═══ EXERCISE MATERIAL

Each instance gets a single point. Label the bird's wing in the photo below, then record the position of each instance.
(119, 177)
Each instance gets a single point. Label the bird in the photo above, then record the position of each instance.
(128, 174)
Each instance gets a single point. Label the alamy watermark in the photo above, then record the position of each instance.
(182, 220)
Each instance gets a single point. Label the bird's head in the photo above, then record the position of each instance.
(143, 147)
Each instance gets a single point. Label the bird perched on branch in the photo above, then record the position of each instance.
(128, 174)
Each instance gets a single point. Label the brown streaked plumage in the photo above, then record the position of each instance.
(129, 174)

══════
═══ EXERCISE MATERIAL

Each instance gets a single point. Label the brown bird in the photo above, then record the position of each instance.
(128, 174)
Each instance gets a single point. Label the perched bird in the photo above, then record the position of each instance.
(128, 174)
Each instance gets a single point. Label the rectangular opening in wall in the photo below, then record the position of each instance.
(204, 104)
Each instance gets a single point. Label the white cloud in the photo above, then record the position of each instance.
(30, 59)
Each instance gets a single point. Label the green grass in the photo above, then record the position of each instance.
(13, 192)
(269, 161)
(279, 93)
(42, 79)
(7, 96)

══════
═══ EXERCISE MATERIAL

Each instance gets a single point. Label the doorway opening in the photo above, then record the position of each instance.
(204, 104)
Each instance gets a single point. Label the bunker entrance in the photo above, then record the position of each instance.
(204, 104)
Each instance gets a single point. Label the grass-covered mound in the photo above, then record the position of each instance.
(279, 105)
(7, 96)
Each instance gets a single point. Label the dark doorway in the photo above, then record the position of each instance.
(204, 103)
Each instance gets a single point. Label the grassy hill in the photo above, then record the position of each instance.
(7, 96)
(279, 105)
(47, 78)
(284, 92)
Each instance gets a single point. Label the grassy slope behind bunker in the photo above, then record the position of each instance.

══════

→ **EXERCISE DETAILS**
Only one stretch of the records above is wanted: the lines between the one holding "Each instance gets a single point. Label the grassy hill" and the one holding "Each instance gets a single point. Label the grassy slope", inclusive, reproduced exactly.

→ **RESPONSE BELOW**
Each instance gets a single point. Label the grassy hill in the photo above, then record the position of each instance.
(7, 96)
(279, 105)
(47, 78)
(284, 92)
Each instance gets a single point. Label the grassy slope behind bunker in the photo above, then record the position of each instance.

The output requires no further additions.